### About this task
An exact copy of every entry is needed here; the images stay out.

### Source data
——————————

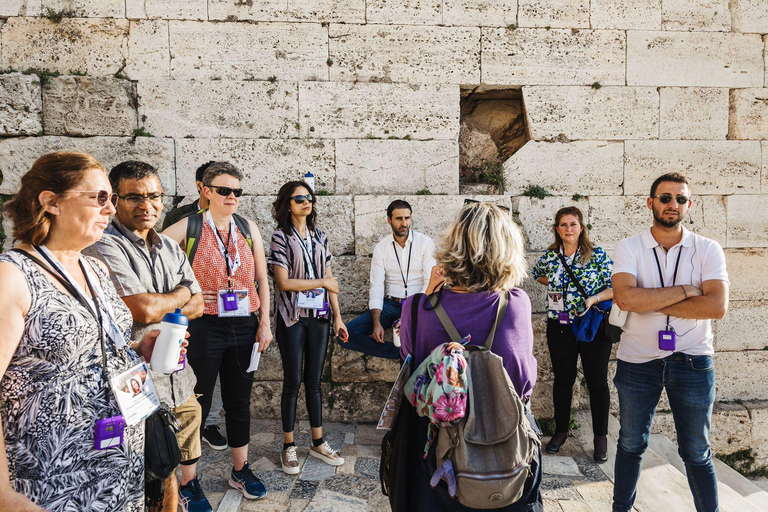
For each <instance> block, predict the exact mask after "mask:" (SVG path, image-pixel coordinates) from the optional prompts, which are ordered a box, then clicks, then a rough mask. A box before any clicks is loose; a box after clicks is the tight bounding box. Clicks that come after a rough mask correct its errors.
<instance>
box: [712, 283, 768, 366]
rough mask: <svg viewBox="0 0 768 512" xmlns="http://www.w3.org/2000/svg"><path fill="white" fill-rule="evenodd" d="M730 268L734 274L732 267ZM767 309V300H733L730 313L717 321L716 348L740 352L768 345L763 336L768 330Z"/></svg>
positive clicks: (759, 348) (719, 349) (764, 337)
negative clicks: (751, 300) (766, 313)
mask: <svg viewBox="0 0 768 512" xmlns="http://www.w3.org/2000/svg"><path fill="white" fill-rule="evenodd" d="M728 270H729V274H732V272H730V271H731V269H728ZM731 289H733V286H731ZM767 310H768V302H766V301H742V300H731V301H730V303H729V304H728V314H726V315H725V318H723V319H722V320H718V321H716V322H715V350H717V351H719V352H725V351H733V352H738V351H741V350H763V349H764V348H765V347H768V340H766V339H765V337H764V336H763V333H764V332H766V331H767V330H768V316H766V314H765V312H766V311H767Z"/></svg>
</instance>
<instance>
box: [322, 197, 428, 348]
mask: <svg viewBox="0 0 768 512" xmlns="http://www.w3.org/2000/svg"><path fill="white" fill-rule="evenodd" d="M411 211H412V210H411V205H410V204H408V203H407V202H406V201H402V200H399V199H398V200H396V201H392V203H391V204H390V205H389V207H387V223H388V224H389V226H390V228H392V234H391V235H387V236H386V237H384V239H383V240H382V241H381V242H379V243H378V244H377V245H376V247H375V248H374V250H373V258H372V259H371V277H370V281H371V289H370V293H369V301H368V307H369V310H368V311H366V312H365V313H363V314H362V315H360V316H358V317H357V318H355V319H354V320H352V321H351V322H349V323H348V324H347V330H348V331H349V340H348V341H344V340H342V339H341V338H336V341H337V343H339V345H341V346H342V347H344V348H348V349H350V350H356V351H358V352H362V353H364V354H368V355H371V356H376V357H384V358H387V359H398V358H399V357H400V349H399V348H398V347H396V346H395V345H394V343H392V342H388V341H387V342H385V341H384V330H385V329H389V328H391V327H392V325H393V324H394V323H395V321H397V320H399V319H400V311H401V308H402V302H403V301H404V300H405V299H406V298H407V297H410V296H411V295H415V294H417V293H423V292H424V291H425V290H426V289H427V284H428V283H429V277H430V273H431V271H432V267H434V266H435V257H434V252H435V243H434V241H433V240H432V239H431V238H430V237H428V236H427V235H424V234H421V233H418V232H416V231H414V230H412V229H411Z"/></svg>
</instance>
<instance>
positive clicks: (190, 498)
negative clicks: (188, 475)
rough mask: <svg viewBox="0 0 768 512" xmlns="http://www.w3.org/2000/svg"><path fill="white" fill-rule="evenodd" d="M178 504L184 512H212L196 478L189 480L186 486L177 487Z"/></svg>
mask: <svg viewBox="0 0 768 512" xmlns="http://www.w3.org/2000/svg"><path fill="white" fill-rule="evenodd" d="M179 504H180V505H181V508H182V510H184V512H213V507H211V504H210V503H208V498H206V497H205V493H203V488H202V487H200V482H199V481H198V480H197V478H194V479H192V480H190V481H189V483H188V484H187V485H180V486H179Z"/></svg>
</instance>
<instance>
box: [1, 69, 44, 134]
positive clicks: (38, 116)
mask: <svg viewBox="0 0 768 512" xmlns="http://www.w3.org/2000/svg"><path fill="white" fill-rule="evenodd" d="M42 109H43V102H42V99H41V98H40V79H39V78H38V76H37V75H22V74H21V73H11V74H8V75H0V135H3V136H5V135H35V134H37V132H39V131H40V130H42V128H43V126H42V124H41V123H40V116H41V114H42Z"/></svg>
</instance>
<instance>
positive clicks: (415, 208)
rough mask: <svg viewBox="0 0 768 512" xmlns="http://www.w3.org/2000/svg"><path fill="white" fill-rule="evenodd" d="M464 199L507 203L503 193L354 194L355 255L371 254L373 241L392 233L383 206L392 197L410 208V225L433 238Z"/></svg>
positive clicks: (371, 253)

——————————

### Expected output
For each <instance> block, predict the exact mask after "mask:" (SVG path, image-pixel coordinates) from the optional prompts, which are ordered a box, then clicks, then a rough mask. A box before any clicks is loose; a box after clicks is the tight bounding box. Clicks that come after a rough mask correct its errors.
<instance>
box: [712, 283, 768, 366]
rough mask: <svg viewBox="0 0 768 512" xmlns="http://www.w3.org/2000/svg"><path fill="white" fill-rule="evenodd" d="M730 268L734 274L732 267ZM767 309V300H733L730 313L717 321L716 348L740 352L768 345L763 336L768 330Z"/></svg>
positive clicks: (759, 348) (719, 349) (764, 337)
negative clicks: (751, 300) (766, 313)
mask: <svg viewBox="0 0 768 512" xmlns="http://www.w3.org/2000/svg"><path fill="white" fill-rule="evenodd" d="M728 270H729V274H732V272H730V271H731V269H728ZM731 289H733V286H731ZM767 310H768V302H766V301H742V300H731V301H730V303H729V304H728V314H726V315H725V318H723V319H722V320H718V321H716V322H715V350H717V351H719V352H725V351H733V352H738V351H741V350H763V349H764V348H765V347H768V340H766V339H765V337H764V336H763V333H764V332H766V331H767V330H768V316H766V314H765V312H766V311H767Z"/></svg>
</instance>
<instance>
box: [322, 197, 428, 348]
mask: <svg viewBox="0 0 768 512" xmlns="http://www.w3.org/2000/svg"><path fill="white" fill-rule="evenodd" d="M411 211H412V210H411V205H410V204H408V203H407V202H406V201H402V200H399V199H398V200H396V201H392V203H391V204H390V205H389V207H387V223H388V224H389V226H390V228H392V234H391V235H387V236H386V237H384V239H383V240H382V241H381V242H379V243H378V244H377V245H376V247H375V248H374V250H373V258H372V259H371V277H370V281H371V289H370V293H369V301H368V307H369V310H368V311H366V312H365V313H363V314H362V315H360V316H358V317H357V318H355V319H354V320H352V321H351V322H349V323H348V324H347V330H348V331H349V340H348V341H344V340H342V339H341V338H336V341H337V343H339V345H341V346H342V347H344V348H348V349H350V350H356V351H358V352H362V353H364V354H368V355H371V356H376V357H384V358H387V359H398V358H399V357H400V349H399V348H398V347H396V346H395V345H394V343H392V342H388V341H387V342H385V341H384V330H385V329H389V328H391V327H392V325H393V324H394V323H395V321H397V320H399V319H400V311H401V308H402V302H403V301H404V300H405V299H406V298H407V297H410V296H411V295H415V294H417V293H423V292H424V291H425V290H426V289H427V284H428V283H429V277H430V273H431V271H432V267H434V266H435V257H434V252H435V243H434V241H433V240H432V239H431V238H430V237H428V236H427V235H424V234H421V233H418V232H416V231H414V230H412V229H411Z"/></svg>
</instance>
<instance>
positive clicks: (190, 498)
negative clicks: (188, 475)
rough mask: <svg viewBox="0 0 768 512" xmlns="http://www.w3.org/2000/svg"><path fill="white" fill-rule="evenodd" d="M178 504L184 512H212L196 478L189 480L186 486L177 487Z"/></svg>
mask: <svg viewBox="0 0 768 512" xmlns="http://www.w3.org/2000/svg"><path fill="white" fill-rule="evenodd" d="M179 504H180V505H181V508H182V510H184V512H213V507H211V504H210V503H208V498H206V497H205V493H203V488H202V487H200V482H199V481H198V480H197V478H194V479H192V480H190V481H189V483H188V484H187V485H180V486H179Z"/></svg>
</instance>
<instance>
box: [1, 69, 44, 134]
positive clicks: (38, 116)
mask: <svg viewBox="0 0 768 512" xmlns="http://www.w3.org/2000/svg"><path fill="white" fill-rule="evenodd" d="M42 109H43V102H42V99H41V98H40V79H39V78H38V76H37V75H22V74H21V73H11V74H8V75H0V135H3V136H5V135H35V134H37V132H39V131H40V130H42V128H43V126H42V124H41V123H40V116H41V114H42Z"/></svg>
</instance>
<instance>
positive clicks: (415, 208)
rough mask: <svg viewBox="0 0 768 512" xmlns="http://www.w3.org/2000/svg"><path fill="white" fill-rule="evenodd" d="M464 199L507 203L503 193L354 194L355 255L371 254L373 241L392 233L383 206L392 197L410 208V225L433 238Z"/></svg>
positive clicks: (371, 253)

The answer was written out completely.